### Data in this exercise ###
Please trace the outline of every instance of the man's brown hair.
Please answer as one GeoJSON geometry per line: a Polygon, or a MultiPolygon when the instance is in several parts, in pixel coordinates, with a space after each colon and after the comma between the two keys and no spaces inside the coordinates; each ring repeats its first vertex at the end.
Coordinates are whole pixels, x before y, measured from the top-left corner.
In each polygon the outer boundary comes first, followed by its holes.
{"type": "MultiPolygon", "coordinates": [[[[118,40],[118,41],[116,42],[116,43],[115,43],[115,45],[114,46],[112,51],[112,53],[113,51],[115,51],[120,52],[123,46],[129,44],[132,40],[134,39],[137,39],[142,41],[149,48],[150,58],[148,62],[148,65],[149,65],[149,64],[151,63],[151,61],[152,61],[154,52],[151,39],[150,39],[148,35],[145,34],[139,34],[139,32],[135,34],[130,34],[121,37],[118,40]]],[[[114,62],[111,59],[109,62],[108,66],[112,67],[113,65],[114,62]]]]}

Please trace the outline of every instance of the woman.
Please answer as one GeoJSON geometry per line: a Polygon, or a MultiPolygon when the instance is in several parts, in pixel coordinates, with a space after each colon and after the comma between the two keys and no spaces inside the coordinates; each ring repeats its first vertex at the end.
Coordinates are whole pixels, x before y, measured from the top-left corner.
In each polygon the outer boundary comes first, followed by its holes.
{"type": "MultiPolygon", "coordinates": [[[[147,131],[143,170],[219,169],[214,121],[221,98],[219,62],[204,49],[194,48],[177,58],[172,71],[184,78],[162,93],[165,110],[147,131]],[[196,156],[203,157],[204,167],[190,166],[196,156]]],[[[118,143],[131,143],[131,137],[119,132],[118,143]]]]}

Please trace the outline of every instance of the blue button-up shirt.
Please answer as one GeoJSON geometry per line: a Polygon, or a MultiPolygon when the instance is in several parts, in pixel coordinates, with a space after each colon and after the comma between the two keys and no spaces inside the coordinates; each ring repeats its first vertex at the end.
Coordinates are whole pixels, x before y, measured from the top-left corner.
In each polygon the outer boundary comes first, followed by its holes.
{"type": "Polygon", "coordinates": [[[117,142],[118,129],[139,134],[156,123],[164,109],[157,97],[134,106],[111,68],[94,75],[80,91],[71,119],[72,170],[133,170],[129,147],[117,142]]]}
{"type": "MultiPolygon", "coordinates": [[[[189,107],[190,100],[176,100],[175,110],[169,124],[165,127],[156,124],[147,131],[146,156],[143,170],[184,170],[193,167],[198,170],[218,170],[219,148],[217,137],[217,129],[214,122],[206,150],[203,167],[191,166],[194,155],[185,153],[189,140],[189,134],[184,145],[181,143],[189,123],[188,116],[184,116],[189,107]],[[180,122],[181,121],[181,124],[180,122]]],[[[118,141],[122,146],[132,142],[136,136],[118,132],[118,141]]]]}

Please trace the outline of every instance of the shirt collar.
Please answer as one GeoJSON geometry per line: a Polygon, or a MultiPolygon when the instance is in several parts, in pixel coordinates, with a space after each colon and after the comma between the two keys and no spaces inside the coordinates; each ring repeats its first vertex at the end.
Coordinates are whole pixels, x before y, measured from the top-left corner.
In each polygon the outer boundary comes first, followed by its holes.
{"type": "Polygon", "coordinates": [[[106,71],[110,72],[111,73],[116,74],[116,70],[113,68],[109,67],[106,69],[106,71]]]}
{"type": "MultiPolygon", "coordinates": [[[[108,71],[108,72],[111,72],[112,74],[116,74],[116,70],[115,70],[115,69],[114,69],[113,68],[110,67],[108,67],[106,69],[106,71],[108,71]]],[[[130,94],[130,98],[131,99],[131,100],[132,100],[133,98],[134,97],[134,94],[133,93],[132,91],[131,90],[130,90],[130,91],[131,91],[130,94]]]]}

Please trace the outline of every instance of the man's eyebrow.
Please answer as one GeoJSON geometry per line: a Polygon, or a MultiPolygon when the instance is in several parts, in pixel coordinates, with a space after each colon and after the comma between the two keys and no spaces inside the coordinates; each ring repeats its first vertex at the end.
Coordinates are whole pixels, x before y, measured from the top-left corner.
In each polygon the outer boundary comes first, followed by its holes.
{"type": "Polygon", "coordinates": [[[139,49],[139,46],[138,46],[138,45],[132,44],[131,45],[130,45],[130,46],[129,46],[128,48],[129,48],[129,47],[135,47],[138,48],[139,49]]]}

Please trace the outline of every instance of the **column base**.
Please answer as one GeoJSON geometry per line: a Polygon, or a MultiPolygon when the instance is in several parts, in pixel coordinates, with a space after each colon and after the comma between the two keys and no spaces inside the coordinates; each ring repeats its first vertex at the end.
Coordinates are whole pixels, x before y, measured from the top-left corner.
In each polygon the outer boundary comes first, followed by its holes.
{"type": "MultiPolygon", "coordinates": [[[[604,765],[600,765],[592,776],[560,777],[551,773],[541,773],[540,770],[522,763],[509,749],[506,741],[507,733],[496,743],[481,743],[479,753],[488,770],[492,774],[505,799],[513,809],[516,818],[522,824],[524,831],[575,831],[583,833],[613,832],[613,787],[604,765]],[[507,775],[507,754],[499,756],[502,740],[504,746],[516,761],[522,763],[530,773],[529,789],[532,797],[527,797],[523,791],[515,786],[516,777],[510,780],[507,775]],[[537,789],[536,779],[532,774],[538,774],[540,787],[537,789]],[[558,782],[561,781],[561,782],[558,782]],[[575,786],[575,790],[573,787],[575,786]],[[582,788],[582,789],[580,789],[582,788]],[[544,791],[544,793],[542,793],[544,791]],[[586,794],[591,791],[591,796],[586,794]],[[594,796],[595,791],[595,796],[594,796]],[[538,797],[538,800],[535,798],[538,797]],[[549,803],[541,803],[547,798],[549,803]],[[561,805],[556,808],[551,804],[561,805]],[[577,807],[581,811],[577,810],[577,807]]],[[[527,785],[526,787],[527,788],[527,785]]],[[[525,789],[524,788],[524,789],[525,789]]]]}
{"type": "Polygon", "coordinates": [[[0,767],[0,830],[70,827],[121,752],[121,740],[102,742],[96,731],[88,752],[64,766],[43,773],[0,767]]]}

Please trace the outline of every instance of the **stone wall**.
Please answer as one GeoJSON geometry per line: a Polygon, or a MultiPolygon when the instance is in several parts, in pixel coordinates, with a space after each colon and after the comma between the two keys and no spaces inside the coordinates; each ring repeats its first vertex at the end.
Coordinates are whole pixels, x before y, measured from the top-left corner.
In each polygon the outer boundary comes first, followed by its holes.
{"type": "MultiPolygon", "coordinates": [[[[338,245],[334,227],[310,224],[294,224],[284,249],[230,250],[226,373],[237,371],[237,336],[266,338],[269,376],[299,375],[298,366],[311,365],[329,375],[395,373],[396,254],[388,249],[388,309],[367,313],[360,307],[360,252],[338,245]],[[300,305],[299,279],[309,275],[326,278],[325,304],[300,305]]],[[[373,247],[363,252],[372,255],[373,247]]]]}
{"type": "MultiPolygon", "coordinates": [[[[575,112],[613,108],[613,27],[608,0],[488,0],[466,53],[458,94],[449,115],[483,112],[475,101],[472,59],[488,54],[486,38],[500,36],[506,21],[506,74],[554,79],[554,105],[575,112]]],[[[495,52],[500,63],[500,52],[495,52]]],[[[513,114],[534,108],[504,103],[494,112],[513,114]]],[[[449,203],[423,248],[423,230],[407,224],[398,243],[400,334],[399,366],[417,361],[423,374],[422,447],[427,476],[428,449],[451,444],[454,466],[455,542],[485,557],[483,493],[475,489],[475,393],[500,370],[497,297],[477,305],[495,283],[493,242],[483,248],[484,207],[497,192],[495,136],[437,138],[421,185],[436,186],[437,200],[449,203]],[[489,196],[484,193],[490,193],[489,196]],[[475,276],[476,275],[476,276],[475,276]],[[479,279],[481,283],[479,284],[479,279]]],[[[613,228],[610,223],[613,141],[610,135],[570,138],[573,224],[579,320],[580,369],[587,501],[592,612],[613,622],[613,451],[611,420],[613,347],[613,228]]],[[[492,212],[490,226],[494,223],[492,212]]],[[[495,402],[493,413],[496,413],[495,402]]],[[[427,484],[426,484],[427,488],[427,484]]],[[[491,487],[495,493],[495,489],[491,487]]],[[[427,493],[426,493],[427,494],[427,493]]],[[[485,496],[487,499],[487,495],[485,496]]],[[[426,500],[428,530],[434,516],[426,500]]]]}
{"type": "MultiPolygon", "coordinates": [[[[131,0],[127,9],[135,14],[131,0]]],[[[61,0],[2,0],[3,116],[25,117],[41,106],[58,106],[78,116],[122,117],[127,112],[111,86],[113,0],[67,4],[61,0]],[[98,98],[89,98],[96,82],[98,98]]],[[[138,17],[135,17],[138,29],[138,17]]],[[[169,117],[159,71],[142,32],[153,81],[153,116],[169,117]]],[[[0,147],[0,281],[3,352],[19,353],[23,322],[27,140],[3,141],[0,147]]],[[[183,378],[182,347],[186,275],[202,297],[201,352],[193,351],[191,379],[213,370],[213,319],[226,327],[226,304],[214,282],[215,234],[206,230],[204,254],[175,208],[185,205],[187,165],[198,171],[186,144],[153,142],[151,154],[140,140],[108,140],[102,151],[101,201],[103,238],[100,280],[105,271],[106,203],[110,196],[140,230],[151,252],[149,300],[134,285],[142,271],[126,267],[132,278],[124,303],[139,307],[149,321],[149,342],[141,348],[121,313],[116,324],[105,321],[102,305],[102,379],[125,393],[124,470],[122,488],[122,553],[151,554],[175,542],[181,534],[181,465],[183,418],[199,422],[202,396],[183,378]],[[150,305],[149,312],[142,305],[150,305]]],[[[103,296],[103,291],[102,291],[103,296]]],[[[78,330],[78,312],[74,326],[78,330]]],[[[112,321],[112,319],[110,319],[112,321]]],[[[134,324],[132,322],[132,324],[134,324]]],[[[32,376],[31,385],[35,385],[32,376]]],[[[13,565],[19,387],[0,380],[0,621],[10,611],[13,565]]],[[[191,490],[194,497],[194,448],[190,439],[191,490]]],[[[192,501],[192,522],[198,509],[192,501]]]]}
###
What this task involves: Please gather all lines of the entries above that contain the word "every", and copy each one in full.

Right answer:
Please trace the outline of every instance of the man's brown hair.
Please trace the outline of every instance of the woman.
Please trace the outline of every instance of the blue button-up shirt.
Please trace the outline of every instance of the shirt collar.
Please trace the outline of every instance of the man's eyebrow.
Please trace the outline of every instance of the **column base**.
Please trace the outline of every instance of the **stone wall**.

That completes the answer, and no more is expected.